### Source data
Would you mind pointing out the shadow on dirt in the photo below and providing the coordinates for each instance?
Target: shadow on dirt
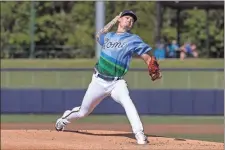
(129, 135)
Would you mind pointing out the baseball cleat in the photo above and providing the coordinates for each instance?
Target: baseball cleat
(60, 124)
(141, 138)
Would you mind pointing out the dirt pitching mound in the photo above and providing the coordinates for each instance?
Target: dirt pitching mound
(93, 139)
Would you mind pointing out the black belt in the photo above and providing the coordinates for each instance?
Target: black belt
(107, 78)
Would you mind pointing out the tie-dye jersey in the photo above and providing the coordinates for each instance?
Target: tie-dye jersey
(117, 51)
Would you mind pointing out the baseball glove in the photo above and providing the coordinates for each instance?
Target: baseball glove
(153, 68)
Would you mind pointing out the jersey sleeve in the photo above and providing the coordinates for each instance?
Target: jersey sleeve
(101, 39)
(139, 47)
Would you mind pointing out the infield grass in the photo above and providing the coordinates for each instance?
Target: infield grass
(32, 118)
(89, 63)
(135, 79)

### Exercise goal
Look above for the line with "Would you mind pointing out the jersey", then copy it and each later line exactly, stopping at the last line of the records.

### Answer to this task
Would you mind pointing out the jersey sleeve in the photo above and providing the coordinates for each instance?
Target: jersey sleeve
(101, 39)
(139, 47)
Would you mind pointing out the infield grass in the photo above and providing the coordinates for each instance?
Target: infield grass
(32, 118)
(89, 63)
(135, 79)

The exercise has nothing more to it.